• **What you are asked to do**: Carry on the Franklin Classic 10k race recap below, starting right after its final sentence.

• **Source text**:

When I started planning out my 5k and 10k training for the summer, I knew the first thing I had to do was figure out the 10k. Nashville just doesn’t offer very many of them; there’s maybe about one a month, if that. The It’s Just a 10k was a little too early (August 23rd), as it would only give me about a week of a break after the Country Music Half. I could have used the new Go Commando 10k as my target (October 19th), but I didn’t know they would be introducing it at the time. So the Franklin Classic 10k was chosen. Held on Labor Day every year, this is the 36th annual race. Yes, you read that correctly. Thirty-sixth. I figured if they’d been doing it for that long, they had to be doing something right.
I planned out my time goals a couple months ahead of the race. To remind you, they were as follows:
A Goal: 1:04:47 or better (the average 10k pace).
B Goal: 1:07:56 or better (better than my best 10 km time).
C Goal: 1:14:36 or better (a PR).
However, then I decided to stop my training and do low heart rate training instead, which was probably a bad idea. After I stopped LHR training, I noticed my speed and endurance had gone way down. In addition, I had only done one real six mile run in over four months. I thought my previously set goals were probably unattainable, but I was still willing to try for them, figuring at the very least, I’d get my C goal (none of my races–even the longer ones–have been at that pace in over a year, besides Disney).
I woke up, got ready, and drove down to Franklin without any problems. I broke Rule #1 of racing in that I wore something new on race day, but my new clothes that I had just bought on sale from Lululemon were too cute to pass up.
Obligatory still half-asleep pre-race selfie.
The forecast was for partly cloudy and in the 70s. Didn’t sound too bad to me, but when I got outside, the humidity hit me like a rock.
I hit the port-a-potties as soon as I arrived (they provided hand sanitizer too!), then picked up my shirt and bib number.
The start line had markers to section people off by pace, which was nice. It helped people to line up properly. I got in the 10:00-12:00 section. My plan was to start around a 10:30 pace and see how I felt from there.
Mile 1: 10:58
I started off a little fast (this is a 10k, not a 5k, Jess!), but soon found a good pace around 10:30. Looking up at the sky, I noticed that all the clouds were gone. It was going to be full-on sun with little shade for six miles.
There was no water station at the one mile mark, but I took a quick break anyway. I hadn’t realized how hilly the course was, and it was starting to take its toll on me.
Mile 2: 11:36
My hair, which was up in a ponytail and the way I’ve been wearing it while running for the past month or two, kept falling down. So another quick walk break to pin it back into place.

• **Record list**:
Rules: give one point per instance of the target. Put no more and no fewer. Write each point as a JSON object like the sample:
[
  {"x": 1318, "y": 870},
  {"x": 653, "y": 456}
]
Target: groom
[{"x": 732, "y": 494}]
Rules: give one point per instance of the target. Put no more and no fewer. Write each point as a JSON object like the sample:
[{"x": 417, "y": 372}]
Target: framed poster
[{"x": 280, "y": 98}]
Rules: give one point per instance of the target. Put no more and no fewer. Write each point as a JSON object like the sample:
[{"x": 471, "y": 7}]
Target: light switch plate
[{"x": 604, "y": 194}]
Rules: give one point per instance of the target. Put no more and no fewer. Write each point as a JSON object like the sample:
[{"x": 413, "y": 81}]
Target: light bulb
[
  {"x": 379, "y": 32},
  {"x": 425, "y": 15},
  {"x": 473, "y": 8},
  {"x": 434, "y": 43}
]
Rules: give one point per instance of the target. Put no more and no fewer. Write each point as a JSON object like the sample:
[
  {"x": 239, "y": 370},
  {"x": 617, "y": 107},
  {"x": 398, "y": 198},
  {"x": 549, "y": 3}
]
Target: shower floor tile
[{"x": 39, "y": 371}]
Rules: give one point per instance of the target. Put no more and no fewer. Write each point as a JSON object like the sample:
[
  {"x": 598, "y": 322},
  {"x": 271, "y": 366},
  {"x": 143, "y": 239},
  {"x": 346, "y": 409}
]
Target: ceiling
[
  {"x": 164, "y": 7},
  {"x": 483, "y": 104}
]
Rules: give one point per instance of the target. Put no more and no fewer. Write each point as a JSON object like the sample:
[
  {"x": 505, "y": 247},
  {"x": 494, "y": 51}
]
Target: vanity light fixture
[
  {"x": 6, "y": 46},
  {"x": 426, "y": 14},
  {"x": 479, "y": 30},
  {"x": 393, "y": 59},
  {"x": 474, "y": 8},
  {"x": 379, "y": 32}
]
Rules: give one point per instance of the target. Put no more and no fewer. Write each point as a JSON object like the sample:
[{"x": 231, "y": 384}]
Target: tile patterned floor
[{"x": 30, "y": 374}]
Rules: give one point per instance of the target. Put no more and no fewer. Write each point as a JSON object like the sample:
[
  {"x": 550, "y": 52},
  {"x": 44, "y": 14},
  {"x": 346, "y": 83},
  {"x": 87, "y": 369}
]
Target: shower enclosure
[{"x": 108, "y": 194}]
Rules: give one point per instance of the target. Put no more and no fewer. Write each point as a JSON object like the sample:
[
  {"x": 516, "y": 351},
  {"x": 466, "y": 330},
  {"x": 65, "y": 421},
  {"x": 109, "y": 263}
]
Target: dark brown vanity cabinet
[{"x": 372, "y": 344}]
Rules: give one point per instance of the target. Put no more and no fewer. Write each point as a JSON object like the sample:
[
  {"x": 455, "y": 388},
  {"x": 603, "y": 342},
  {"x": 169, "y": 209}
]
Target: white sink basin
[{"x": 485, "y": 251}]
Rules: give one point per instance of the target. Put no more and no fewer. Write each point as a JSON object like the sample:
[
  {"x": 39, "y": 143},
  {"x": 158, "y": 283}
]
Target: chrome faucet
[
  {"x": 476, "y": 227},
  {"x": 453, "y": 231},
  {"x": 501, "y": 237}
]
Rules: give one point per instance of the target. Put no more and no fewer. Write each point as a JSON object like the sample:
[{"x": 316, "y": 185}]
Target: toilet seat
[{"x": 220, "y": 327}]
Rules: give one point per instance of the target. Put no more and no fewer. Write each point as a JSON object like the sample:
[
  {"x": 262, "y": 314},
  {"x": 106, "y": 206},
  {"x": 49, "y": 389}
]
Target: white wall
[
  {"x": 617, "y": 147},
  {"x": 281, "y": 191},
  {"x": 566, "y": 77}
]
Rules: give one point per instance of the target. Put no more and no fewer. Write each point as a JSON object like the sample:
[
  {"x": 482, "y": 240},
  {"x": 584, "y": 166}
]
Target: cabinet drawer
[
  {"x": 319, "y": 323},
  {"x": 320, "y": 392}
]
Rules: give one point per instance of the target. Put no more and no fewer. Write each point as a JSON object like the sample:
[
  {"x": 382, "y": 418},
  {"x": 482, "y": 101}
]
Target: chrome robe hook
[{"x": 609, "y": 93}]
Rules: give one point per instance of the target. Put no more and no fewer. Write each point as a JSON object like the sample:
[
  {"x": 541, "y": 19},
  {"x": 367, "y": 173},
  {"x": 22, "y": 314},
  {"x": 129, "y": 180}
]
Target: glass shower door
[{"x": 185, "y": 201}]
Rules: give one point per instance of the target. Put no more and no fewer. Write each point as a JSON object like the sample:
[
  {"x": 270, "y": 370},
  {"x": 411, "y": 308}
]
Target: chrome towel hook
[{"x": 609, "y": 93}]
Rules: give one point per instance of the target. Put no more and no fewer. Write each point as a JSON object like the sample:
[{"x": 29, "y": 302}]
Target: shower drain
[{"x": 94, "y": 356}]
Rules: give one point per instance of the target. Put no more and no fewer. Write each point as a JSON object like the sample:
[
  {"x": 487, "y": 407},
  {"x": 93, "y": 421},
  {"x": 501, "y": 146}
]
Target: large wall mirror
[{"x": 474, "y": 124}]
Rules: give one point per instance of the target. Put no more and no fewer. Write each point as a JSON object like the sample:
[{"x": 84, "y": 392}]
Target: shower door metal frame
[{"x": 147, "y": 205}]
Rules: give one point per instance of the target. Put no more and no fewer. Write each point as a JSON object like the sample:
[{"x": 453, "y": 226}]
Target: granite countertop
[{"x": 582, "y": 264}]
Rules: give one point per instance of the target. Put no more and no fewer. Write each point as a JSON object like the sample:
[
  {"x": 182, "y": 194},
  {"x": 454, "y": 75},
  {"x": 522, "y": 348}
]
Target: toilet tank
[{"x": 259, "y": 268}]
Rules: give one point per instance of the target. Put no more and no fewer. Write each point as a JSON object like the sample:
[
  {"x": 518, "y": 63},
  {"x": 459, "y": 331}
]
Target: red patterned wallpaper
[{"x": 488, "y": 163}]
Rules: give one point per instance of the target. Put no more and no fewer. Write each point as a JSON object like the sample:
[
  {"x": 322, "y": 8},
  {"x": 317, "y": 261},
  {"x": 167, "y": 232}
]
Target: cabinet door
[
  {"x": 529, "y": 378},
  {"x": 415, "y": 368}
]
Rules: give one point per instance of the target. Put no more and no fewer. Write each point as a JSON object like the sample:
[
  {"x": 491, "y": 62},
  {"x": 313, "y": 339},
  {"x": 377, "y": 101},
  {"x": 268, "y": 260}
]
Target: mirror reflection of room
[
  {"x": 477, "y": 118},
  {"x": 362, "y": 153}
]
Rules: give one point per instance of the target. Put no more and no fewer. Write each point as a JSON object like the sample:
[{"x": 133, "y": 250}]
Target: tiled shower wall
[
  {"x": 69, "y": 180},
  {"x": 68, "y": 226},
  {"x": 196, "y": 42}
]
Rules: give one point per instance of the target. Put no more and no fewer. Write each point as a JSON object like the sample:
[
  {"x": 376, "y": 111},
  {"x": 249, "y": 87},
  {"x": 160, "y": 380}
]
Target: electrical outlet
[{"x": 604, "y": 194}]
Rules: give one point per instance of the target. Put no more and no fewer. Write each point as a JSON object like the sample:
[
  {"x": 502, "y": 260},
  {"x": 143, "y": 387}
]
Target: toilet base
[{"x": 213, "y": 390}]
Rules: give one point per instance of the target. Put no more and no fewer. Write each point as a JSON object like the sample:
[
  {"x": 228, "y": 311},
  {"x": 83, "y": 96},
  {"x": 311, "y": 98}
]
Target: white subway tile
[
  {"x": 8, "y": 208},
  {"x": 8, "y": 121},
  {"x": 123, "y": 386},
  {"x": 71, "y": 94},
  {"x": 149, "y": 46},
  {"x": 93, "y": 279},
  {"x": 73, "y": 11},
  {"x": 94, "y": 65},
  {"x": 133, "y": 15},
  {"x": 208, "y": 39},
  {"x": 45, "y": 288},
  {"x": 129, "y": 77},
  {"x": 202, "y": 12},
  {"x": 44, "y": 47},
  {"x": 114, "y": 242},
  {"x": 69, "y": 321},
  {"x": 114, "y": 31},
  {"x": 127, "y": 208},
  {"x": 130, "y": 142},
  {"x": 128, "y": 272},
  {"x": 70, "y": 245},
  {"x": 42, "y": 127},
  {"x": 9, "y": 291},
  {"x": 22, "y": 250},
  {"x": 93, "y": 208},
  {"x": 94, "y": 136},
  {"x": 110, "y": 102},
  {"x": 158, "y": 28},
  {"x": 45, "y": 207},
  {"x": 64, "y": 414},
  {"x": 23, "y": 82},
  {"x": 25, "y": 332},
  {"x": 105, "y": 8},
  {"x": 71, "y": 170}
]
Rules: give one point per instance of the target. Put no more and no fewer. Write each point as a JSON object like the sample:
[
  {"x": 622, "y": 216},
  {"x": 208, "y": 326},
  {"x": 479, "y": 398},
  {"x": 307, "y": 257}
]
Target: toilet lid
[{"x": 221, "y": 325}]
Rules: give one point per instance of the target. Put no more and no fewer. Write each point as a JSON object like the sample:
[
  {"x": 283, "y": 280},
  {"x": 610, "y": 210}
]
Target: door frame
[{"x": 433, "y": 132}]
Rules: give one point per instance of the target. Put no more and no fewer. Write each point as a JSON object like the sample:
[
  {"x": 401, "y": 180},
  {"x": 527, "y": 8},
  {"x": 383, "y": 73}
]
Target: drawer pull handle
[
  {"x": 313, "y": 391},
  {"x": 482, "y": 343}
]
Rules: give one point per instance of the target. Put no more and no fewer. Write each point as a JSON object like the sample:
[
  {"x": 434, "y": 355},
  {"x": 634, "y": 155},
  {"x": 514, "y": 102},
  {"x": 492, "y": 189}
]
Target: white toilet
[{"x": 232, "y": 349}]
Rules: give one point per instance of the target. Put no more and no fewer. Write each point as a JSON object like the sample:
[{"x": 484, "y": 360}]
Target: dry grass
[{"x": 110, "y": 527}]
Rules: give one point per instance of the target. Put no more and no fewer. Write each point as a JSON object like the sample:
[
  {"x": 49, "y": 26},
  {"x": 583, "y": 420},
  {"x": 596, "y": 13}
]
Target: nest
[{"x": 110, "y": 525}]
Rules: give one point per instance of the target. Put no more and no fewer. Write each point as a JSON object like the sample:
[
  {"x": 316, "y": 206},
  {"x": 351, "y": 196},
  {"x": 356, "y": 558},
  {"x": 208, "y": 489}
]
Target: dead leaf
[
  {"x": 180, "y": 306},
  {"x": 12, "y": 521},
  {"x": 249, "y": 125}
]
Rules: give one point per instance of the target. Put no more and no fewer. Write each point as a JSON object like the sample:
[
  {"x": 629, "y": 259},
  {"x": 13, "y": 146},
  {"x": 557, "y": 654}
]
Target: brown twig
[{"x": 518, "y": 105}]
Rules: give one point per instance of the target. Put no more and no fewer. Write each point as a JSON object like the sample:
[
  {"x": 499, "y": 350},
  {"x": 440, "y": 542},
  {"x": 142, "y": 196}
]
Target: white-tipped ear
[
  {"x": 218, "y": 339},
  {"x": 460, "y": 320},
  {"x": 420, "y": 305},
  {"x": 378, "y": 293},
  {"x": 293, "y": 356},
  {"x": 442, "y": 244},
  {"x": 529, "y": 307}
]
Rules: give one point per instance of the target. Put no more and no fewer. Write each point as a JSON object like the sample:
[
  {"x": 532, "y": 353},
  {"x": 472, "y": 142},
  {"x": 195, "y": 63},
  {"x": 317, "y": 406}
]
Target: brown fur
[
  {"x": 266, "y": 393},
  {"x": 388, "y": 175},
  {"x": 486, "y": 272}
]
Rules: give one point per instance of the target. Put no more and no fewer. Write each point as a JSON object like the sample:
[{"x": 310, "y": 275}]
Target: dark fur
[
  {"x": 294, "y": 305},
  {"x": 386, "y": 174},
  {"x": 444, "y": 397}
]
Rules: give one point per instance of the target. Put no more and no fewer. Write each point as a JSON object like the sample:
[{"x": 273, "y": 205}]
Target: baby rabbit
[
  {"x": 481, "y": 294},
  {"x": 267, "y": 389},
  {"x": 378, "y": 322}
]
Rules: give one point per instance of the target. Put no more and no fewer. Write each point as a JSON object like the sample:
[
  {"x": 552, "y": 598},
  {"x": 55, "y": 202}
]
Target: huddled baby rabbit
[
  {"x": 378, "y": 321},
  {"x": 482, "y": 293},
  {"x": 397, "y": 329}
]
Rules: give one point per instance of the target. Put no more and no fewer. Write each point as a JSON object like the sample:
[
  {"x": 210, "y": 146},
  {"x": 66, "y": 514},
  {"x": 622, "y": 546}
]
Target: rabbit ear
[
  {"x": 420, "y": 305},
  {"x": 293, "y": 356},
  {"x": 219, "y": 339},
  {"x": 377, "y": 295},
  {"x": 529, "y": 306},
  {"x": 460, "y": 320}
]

• **Answer to this task**:
I enjoyed a nice downhill and then walked an uphill and through the first water station. I knew I was falling off goal pace, but I was still confident I could achieve my C goal and get a PR.
Mile 3: 12:33
This is the mile where it all started to fall apart. I started walking all uphills, which was most of this mile. The sun and humidity were killing me, and I couldn’t believe I wasn’t even halfway yet. I wanted nothing more than to be done. I started to doubt my PR abilities.
Mile 4: 12:48
It seemed like everyone around me was struggling as well. I was still running near some of the people I had started the 10:30 pace with, so it seemed like several people were being affected by the hills and the heat. My PR, while still attainable, was starting to slip away.
Mile 5: 13:00
To really put the nail in the coffin of not getting a PR, I had some mad cramp start in my lower left side. It wasn’t a normal side stitch, which is usually just below the rib cage. This was much lower. It would only happen when I was running; while walking I felt fine. So I started running in about 30 second bursts until I couldn’t take the pain anymore.
My hair was still falling down (I think it was trying to sabotage me), so I finally just used one of my walk breaks to stick it in pigtails.
Mile 6: 12:23
Despite the cramp, I tried to push it a little more on this mile, knowing I was almost done. I managed a three minute stretch of running once there was only a half mile left in the race. One more walk break, then…
Final 0.2 (0.24 to my Garmin): 2:06 (8:56 pace)
I sprinted in with everything I had, in so much pain it was ridiculous. I hit the stop button on my watch and looked at the time. 1:15…so close.
Official Time: 1:15:41
One minute off of my PR. But I don’t think I could have pushed anymore. If that cramp hadn’t shown up, sure, but there was nothing I could do once it decided to make an appearance. I still don’t know what caused it. It wasn’t GI-related that I could tell.
No complaints about the race itself! It was well-organized and inexpensive. Crowd support was decent, especially around downtown Franklin. The route was well-marked and the police controlled traffic nicely when we crossed major roads. Just be warned that the course is pretty much entirely rolling hills (though none of them are steep).
My watch time was about 20 seconds faster than the official time. No idea why. They are usually closer, but it’s not a big enough margin to think there was something off with the timing.
My only real annoyance was that I guess there were no official race photographers, but it’s not really a complaint because it was an inexpensive race where I wouldn’t really expect them anyway. I guess my complaint is that *someone* (that I thought was an official photog) took my picture right before the finish line, and I have no idea how to find that picture! Thus the delay in getting this posted; I kept expecting it to pop up somewhere.
Edited to add: The picture finally got posted on their Facebook page. Yay!
Photo credit: Backroads Photography
As you can see from this graph, it was really the hills that killed me. This is what I get for mostly trying to avoid hills all summer, since my target 5k was flat.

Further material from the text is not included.